[EXCERPT TO READ]
File Size Limits

Kreuzberg enforces size limits on file uploads and API requests to manage server resources effectively. This page documents the default limits, how to configure them, and recommendations for optimal performance.

Overview

File size limits protect your server from resource exhaustion and unexpected memory spikes. The Kreuzberg API implements two complementary limit types:

Limit Type	Purpose	Default
Request Body Limit	Total size of all files in a single request	100 MB
Multipart Field Limit	Maximum size of an individual file	100 MB

Both limits are configurable via environment variables (KREUZBERG_MAX_REQUEST_BODY_BYTES, KREUZBERG_MAX_MULTIPART_FIELD_BYTES, or legacy KREUZBERG_MAX_UPLOAD_SIZE_MB) or programmatically via the ApiSizeLimits type.

Default Configuration

Default Limits: 100 MB

The default configuration allows:

Total request body: 100 MB (104,857,600 bytes)
Individual file: 100 MB (104,857,600 bytes)

These defaults are suitable for typical document processing workloads including:

Standard PDF documents and scanned pages
Office documents (Word, Excel, PowerPoint)
High-resolution images
Single document uploads and small batches

When to Increase

Increase limits if you need to process:

Large scanned document archives (200+ MB)
High-resolution images (50+ MB each)
Video presentations (500+ MB)
Bulk batch uploads (multiple 50 MB documents)

When to Decrease

Decrease limits if:

You want to enforce strict file size policies
Your server has limited memory
You're processing only small structured documents
You need to rate-limit aggressive clients

Configuration Methods

1. Environment Variable (Simplest)

[DATA SUPPLIED]
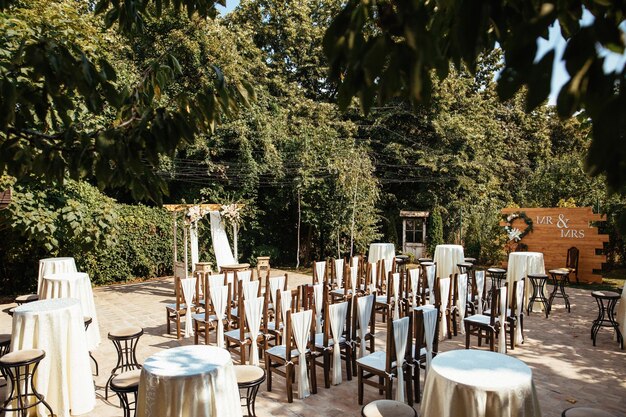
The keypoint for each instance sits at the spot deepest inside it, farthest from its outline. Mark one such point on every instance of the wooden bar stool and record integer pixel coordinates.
(125, 341)
(538, 281)
(124, 384)
(559, 278)
(606, 314)
(19, 367)
(387, 408)
(250, 378)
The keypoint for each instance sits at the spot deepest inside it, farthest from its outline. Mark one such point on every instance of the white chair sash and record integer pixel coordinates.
(414, 275)
(400, 333)
(519, 300)
(502, 336)
(479, 276)
(320, 267)
(216, 281)
(244, 276)
(189, 288)
(301, 327)
(337, 313)
(354, 275)
(276, 283)
(461, 302)
(254, 311)
(285, 306)
(339, 271)
(430, 323)
(431, 271)
(395, 289)
(318, 297)
(219, 298)
(444, 289)
(364, 307)
(250, 289)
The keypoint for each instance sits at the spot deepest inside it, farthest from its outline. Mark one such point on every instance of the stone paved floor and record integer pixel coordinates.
(567, 369)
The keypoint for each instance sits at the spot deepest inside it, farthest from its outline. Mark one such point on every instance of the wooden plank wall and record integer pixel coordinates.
(555, 230)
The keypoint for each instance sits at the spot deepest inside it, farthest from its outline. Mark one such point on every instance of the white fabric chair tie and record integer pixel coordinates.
(189, 288)
(400, 333)
(254, 311)
(364, 307)
(337, 313)
(301, 327)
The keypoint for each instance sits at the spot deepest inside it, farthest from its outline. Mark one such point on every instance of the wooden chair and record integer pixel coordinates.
(425, 321)
(289, 355)
(491, 324)
(363, 326)
(336, 331)
(571, 264)
(176, 310)
(383, 366)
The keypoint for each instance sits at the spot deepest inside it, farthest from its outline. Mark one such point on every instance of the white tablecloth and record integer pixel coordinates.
(74, 285)
(53, 266)
(186, 381)
(386, 251)
(478, 383)
(447, 257)
(520, 265)
(64, 375)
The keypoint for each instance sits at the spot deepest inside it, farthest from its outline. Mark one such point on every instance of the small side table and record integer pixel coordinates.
(559, 278)
(250, 378)
(606, 314)
(538, 281)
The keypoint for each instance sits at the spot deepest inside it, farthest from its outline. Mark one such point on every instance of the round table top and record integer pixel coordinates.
(43, 306)
(484, 369)
(65, 276)
(186, 361)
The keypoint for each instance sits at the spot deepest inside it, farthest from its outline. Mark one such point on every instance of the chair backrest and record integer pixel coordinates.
(319, 272)
(572, 258)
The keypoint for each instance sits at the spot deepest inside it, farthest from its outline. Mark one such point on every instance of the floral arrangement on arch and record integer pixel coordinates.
(231, 213)
(514, 233)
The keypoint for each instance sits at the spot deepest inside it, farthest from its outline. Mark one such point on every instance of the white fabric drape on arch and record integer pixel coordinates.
(189, 288)
(444, 289)
(479, 276)
(301, 328)
(364, 308)
(461, 302)
(429, 312)
(400, 333)
(254, 311)
(285, 306)
(221, 246)
(219, 298)
(337, 313)
(502, 336)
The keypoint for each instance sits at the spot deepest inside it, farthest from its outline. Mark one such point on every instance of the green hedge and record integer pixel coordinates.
(110, 241)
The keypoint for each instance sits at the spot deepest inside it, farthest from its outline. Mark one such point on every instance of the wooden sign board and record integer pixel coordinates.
(555, 230)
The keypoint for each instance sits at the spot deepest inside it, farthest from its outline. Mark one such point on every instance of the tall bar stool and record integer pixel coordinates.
(498, 277)
(125, 341)
(250, 378)
(124, 384)
(559, 278)
(19, 367)
(88, 320)
(606, 314)
(538, 281)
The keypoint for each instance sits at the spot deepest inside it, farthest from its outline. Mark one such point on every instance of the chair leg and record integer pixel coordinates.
(360, 385)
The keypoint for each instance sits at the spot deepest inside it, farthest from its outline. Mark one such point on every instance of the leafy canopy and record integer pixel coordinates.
(380, 49)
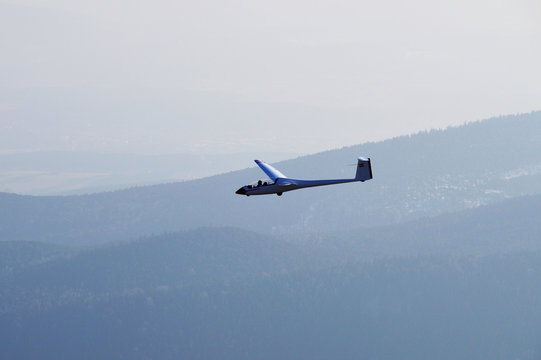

[WHAT IS ASKED]
a – Rescale the records from the line containing "canopy and record integer pixel coordinates." through the end of the records, repeating every line (not only the coordinate lines) with each point coordinate in the answers multiplied by 1.4 and rounded to the nearest whole number, halves rounding up. Leave the pictures out of your answer.
b – Resume the page on file size limits from its final line.

[EXERCISE RESPONSES]
a –
The keypoint for each instance sits at the spot deepest inside it, farthest from its outline. Mark one such point on every instance of the leafy canopy and record integer pixel coordinates.
(532, 69)

b –
Set the KREUZBERG_MAX_UPLOAD_SIZE_MB environment variable to specify limits in megabytes:

# Set to 200 MB
export KREUZBERG_MAX_UPLOAD_SIZE_MB=200
kreuzberg serve -H 0.0.0.0 -p 8000

# Set to 500 MB for large documents
export KREUZBERG_MAX_UPLOAD_SIZE_MB=500
kreuzberg serve -H 0.0.0.0 -p 8000

2. Docker Compose

Configure limits in your Docker Compose setup:

version: '3.8'
services:
  kreuzberg-api:
    image: ghcr.io/kreuzberg-dev/kreuzberg:latest
    ports:
      - "8000:8000"
    environment:
      # Set maximum upload size to 500 MB
      KREUZBERG_MAX_UPLOAD_SIZE_MB: "500"
      # Configure CORS for production
      KREUZBERG_CORS_ORIGINS: "https://myapp.com,https://api.myapp.com"
    volumes:
      - ./cache:/app/.kreuzberg
    restart: unless-stopped
    healthcheck:
      test: ["CMD", "curl", "-f", "http://localhost:8000/health"]
      interval: 30s
      timeout: 10s
      retries: 3

3. Kubernetes Deployment

Configure size limits in your Kubernetes deployment:

apiVersion: apps/v1
kind: Deployment
metadata:
  name: kreuzberg-api
spec:
  replicas: 3
  template:
    spec:
      containers:
      - name: kreuzberg
        image: ghcr.io/kreuzberg-dev/kreuzberg:latest
        env:
        - name: KREUZBERG_MAX_UPLOAD_SIZE_MB
          value: "500"
        - name: KREUZBERG_CORS_ORIGINS
          value: "https://myapp.com"
        resources:
          limits:
            memory: "2Gi"
            cpu: "2000m"

4. Programmatic Configuration

=== "C#"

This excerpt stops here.